> **MATERIAL PROVIDED**
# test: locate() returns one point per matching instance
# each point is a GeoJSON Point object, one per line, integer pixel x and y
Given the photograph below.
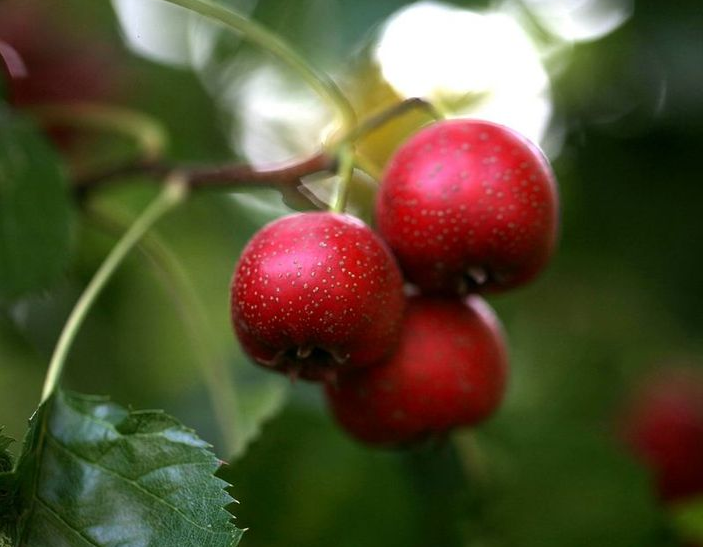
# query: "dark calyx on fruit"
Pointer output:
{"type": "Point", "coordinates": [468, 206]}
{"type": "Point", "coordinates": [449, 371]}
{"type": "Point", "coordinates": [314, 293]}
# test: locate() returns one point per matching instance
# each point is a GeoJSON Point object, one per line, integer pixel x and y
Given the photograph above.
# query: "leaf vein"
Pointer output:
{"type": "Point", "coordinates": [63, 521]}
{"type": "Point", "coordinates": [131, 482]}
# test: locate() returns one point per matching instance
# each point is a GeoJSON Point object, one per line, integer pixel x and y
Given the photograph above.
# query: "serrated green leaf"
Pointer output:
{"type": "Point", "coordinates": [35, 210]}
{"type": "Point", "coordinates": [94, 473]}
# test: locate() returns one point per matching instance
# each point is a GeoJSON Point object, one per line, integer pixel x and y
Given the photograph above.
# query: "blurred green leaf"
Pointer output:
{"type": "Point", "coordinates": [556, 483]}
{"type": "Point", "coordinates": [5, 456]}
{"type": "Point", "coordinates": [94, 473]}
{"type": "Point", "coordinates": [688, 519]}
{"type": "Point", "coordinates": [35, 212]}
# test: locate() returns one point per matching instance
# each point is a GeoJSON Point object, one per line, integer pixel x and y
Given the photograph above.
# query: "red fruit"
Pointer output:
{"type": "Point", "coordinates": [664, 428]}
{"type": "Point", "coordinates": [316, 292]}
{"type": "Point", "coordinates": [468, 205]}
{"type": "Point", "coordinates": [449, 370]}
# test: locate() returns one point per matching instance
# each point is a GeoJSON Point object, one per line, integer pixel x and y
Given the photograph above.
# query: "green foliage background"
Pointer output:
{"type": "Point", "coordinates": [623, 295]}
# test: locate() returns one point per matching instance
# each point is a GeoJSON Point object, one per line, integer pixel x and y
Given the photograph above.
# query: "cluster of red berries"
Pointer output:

> **TASK**
Repeat each line of the records above exactly, but do not copy the pictures.

> **RESPONSE TO THIS TASK**
# test: locate() returns one point per matching instance
# each point is a GeoJSON Point object, one per line, integer pixel x and y
Given the photograph below.
# query: "dark calyx on fruit"
Pointer output:
{"type": "Point", "coordinates": [468, 206]}
{"type": "Point", "coordinates": [449, 371]}
{"type": "Point", "coordinates": [314, 293]}
# test: locate() returns one point per matching instance
# each point is a GeoJSON Point object, one per line, integer pixel x and y
Given the photograph above.
# query: "leaf vein"
Pointer output:
{"type": "Point", "coordinates": [63, 521]}
{"type": "Point", "coordinates": [131, 482]}
# test: locate() returns one point per matching instance
# each point is a GeoJSON Point object, one per line, integer pixel x and y
Given the photograph above.
# query: "serrated green leaf"
Pointer output:
{"type": "Point", "coordinates": [35, 210]}
{"type": "Point", "coordinates": [94, 473]}
# test: locate() returns one point per matching instance
# each point is a GeoJSON Point object, one per line, integer pixel x and y
Given the photograph above.
# query: "blurred green leaf"
Pointer output:
{"type": "Point", "coordinates": [556, 483]}
{"type": "Point", "coordinates": [5, 456]}
{"type": "Point", "coordinates": [94, 473]}
{"type": "Point", "coordinates": [688, 519]}
{"type": "Point", "coordinates": [35, 212]}
# test: locate() returns one point per matching instance
# each point is a GeoJSON Point object, one per line, integer pixel x and y
Given the photograph above.
# query: "red fruit"
Pointer output:
{"type": "Point", "coordinates": [664, 428]}
{"type": "Point", "coordinates": [316, 292]}
{"type": "Point", "coordinates": [468, 205]}
{"type": "Point", "coordinates": [449, 370]}
# test: locate() returns one point per matching instance
# each point is a GeoJSON Point object, one per line, integer pixel x and y
Given the photograph above.
# query: "green foliage background"
Pointer output:
{"type": "Point", "coordinates": [623, 295]}
# test: locate() returns one point per matching instance
# each point is a GeoJSON Point object, one per line, integer pixel x and y
Given the photograph above.
# query: "cluster of red berries"
Pointer output:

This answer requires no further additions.